# HG changeset patch
# User Roman Kennke <rkennke@redhat.com>
# Date 1421410210 -3600
# Node ID 557818193d0e6091e6bd8f872b7ff9ea3476f75b
# Parent  ac5d21fb6715ef28eba1204f64a3dfdd0c722427
Implement TLAB resizing for Shenandoah.

diff -r ac5d21fb6715 -r 557818193d0e src/share/vm/gc_implementation/shenandoah/shenandoahConcurrentThread.cpp
--- a/src/share/vm/gc_implementation/shenandoah/shenandoahConcurrentThread.cpp	Fri Jan 16 12:30:35 2015 +0100
+++ b/src/share/vm/gc_implementation/shenandoah/shenandoahConcurrentThread.cpp	Fri Jan 16 13:10:10 2015 +0100
@@ -166,6 +166,7 @@
 }
 
 void ShenandoahConcurrentThread::schedule_full_gc() {
+  tty->print_cr("scheduling full gc");
   _do_full_gc = true;
 }
 
diff -r ac5d21fb6715 -r 557818193d0e src/share/vm/gc_implementation/shenandoah/shenandoahHeap.cpp
--- a/src/share/vm/gc_implementation/shenandoah/shenandoahHeap.cpp	Fri Jan 16 12:30:35 2015 +0100
+++ b/src/share/vm/gc_implementation/shenandoah/shenandoahHeap.cpp	Fri Jan 16 13:10:10 2015 +0100
@@ -251,7 +251,17 @@
   }
 }
 
+class InitGCLABClosure : public ThreadClosure {
+  void do_thread(Thread* thread) {
+    thread->tlab().initialize();
+  }
+};
+
 void ShenandoahHeap::post_initialize() {
+
+  InitGCLABClosure init_gclabs;
+  gc_threads_do(&init_gclabs);
+
   _scm->initialize();
   ref_processing_init();
 }
@@ -386,8 +396,8 @@
   }
   return result;
 }
+
   
-
 ShenandoahHeap* ShenandoahHeap::heap() {
   assert(_pgc != NULL, "Unitialized access to ShenandoahHeap::heap()");
   assert(_pgc->kind() == CollectedHeap::ShenandoahHeap, "not a shenandoah heap");
@@ -511,7 +521,7 @@
     return allocate_large_memory(word_size);
   }
 
-  ShenandoahHeapRegion* my_current_region = get_current_region(evacuation);
+  ShenandoahHeapRegion* my_current_region = get_current_region(false);
   if (my_current_region == NULL) {
     return NULL; // No more room to make a new region. OOM.
   }
@@ -530,7 +540,7 @@
   result = my_current_region->par_allocate(word_size);
   while (result == NULL && my_current_region != NULL) {
     // 2nd attempt. Try next region.

- _Challenge 1_
Translate this sentence from the Shenandoah patch into Spanish: "Implement TLAB resizing for Shenandoah."
The patch and the entries come from unrelated sources.

- _Items_
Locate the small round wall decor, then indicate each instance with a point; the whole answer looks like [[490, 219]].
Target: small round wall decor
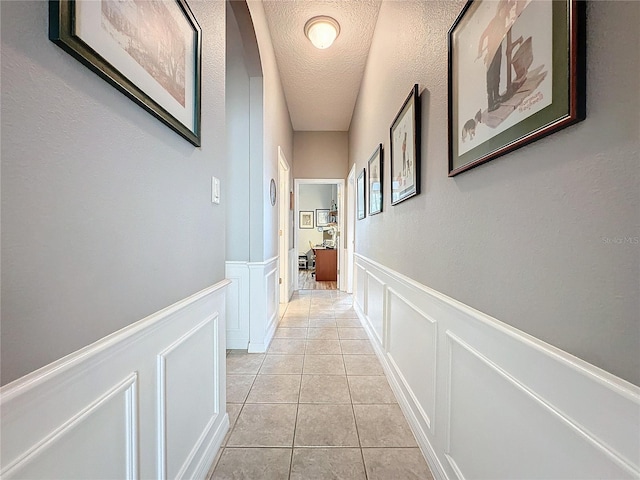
[[272, 192]]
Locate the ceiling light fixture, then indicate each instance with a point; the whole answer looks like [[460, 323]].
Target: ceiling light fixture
[[322, 31]]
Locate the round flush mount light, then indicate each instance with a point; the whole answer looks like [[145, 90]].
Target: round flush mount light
[[322, 31]]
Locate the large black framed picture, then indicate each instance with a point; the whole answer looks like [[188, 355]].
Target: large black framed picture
[[516, 74], [405, 150], [375, 181], [150, 51]]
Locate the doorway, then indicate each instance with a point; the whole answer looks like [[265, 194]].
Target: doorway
[[318, 228], [285, 245]]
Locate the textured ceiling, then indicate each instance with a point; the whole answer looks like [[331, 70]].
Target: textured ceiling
[[321, 86]]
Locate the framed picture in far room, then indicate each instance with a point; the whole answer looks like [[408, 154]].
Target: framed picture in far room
[[306, 219], [405, 150], [322, 217], [361, 188], [375, 181], [516, 74]]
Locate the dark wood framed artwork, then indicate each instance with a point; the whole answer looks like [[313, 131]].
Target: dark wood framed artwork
[[322, 217], [405, 150], [376, 181], [305, 219], [121, 40], [361, 192], [516, 74]]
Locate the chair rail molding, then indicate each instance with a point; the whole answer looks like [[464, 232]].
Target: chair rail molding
[[147, 401], [481, 396]]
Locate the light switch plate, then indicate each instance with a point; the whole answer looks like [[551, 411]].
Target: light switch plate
[[215, 190]]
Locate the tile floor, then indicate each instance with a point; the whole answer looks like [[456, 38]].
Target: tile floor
[[317, 405]]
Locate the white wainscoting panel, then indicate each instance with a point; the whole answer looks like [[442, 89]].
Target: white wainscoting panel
[[411, 345], [272, 298], [375, 304], [360, 290], [237, 305], [293, 272], [94, 413], [488, 401], [182, 374], [254, 304]]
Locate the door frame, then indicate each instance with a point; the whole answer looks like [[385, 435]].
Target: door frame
[[350, 212], [339, 183], [284, 221]]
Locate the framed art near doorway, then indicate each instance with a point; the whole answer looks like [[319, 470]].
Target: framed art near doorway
[[405, 150], [375, 181], [306, 219]]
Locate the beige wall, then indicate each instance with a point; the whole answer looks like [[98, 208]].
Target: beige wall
[[277, 131], [106, 212], [535, 238], [320, 154]]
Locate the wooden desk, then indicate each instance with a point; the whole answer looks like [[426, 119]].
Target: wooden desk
[[326, 265]]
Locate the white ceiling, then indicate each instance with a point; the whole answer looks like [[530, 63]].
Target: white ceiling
[[321, 86]]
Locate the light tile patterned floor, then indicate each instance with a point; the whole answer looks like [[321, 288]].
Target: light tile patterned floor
[[317, 405]]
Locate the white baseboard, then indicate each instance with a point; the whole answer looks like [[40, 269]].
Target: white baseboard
[[486, 400], [147, 401]]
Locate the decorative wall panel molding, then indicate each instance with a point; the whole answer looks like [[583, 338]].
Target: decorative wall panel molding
[[376, 291], [93, 413], [254, 297], [237, 305], [486, 400]]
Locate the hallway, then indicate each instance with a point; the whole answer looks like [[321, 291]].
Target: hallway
[[317, 404]]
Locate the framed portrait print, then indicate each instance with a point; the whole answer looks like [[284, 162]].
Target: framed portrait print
[[361, 188], [375, 181], [405, 150], [306, 219], [322, 217], [150, 51], [516, 74]]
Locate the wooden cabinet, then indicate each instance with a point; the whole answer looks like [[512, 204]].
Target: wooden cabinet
[[326, 265]]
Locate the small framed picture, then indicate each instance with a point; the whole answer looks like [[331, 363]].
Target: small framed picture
[[375, 181], [361, 188], [405, 150], [306, 219], [516, 74], [322, 217]]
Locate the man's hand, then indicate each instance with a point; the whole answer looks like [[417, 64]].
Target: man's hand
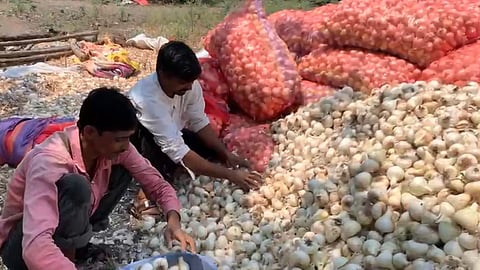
[[174, 232], [234, 161], [245, 180]]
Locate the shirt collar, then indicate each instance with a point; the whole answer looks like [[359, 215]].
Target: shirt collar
[[159, 87]]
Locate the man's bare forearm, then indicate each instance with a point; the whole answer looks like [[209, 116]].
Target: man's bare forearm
[[201, 166], [208, 136]]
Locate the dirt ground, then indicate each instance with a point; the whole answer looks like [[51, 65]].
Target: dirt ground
[[187, 23]]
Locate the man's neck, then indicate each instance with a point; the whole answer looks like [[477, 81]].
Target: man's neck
[[163, 87], [89, 157]]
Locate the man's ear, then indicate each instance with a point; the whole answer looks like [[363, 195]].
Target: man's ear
[[89, 131]]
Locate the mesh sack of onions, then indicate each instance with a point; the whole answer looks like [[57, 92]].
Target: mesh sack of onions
[[211, 79], [253, 143], [311, 92], [217, 112], [237, 121], [458, 67], [259, 69], [359, 69], [418, 31], [288, 25]]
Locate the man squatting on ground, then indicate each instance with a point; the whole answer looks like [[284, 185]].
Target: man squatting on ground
[[66, 187], [174, 129]]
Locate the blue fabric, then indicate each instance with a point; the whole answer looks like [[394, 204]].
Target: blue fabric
[[196, 262], [22, 143]]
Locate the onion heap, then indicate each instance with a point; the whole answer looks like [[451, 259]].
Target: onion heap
[[418, 31], [312, 92], [259, 69], [237, 121], [390, 181], [359, 69], [457, 67], [254, 143]]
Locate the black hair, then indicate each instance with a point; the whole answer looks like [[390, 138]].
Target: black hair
[[176, 59], [107, 109]]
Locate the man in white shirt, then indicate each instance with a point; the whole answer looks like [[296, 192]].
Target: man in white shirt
[[174, 129]]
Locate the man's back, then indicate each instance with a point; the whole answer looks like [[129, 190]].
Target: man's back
[[52, 149]]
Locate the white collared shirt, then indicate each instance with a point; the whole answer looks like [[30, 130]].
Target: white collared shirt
[[165, 117]]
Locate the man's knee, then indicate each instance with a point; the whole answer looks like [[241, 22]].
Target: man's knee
[[74, 187]]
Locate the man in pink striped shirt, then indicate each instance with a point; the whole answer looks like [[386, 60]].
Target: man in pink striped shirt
[[65, 188]]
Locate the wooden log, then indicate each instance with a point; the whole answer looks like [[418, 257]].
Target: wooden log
[[16, 54], [31, 59], [25, 36], [49, 39]]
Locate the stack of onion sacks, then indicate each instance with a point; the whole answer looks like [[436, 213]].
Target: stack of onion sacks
[[458, 67], [312, 92], [259, 69], [288, 25], [211, 79], [418, 31], [217, 112], [359, 69]]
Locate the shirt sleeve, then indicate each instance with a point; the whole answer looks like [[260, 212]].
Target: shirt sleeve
[[164, 130], [197, 119], [151, 180], [41, 215]]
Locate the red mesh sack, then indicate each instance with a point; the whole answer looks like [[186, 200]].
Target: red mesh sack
[[211, 79], [259, 69], [288, 25], [358, 69], [237, 121], [217, 112], [418, 31], [311, 92], [458, 67], [253, 143]]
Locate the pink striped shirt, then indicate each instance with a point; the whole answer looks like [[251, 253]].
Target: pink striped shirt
[[32, 194]]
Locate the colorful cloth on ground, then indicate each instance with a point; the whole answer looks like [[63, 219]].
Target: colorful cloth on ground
[[108, 60], [19, 134]]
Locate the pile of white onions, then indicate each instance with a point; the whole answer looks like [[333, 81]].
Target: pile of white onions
[[387, 182]]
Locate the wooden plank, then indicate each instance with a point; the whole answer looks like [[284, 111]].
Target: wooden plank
[[25, 36], [31, 59], [49, 39], [15, 54]]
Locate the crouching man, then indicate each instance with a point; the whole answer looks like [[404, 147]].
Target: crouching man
[[174, 130], [65, 188]]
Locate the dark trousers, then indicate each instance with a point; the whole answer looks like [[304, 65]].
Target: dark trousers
[[145, 144], [75, 227]]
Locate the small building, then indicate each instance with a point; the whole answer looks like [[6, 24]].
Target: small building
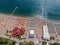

- _Challenge 2_
Print everything in the entries from the line containing "Locate the man's neck, then" down to the line containing "[[176, 59], [107, 109]]", including both of those lines.

- _Exercise answer 1_
Implementar el redimensionamiento de TLAB para Shenandoah.

- _Exercise answer 2_
Locate the man's neck, then indicate each instance with a point; the whole answer looks like [[477, 81]].
Target: man's neck
[[163, 87], [89, 157]]
Locate the man's ear, then indicate each instance with a point; the whole answer looks like [[363, 195]].
Target: man's ear
[[89, 131]]
Locate the mesh sack of onions, then indicate each instance with a point; the whole answer looks like [[57, 92]].
Target: mesh sack of onions
[[211, 79], [253, 143], [311, 92], [217, 112], [237, 121], [458, 67], [259, 69], [359, 69], [418, 31], [288, 25]]
Locate the man squatting on ground, then indicate each instance with a point; the whole answer looks like [[284, 185]].
Target: man squatting on ground
[[66, 187], [174, 129]]
Locate the blue fabric, then indicate each instance with a point; the whole answer looks like [[394, 204]].
Target: blue fabric
[[196, 262], [22, 143]]
Locate the onion heap, then indicate each instance with a point; the whole answer looks like [[451, 259]].
Target: onion heap
[[418, 31], [312, 92], [259, 69], [237, 121], [390, 181], [359, 69], [457, 67], [254, 143]]
Locate the black hair, then indicate each instance with a point; the whole answer looks like [[390, 138]].
Target: black hair
[[176, 59], [107, 109]]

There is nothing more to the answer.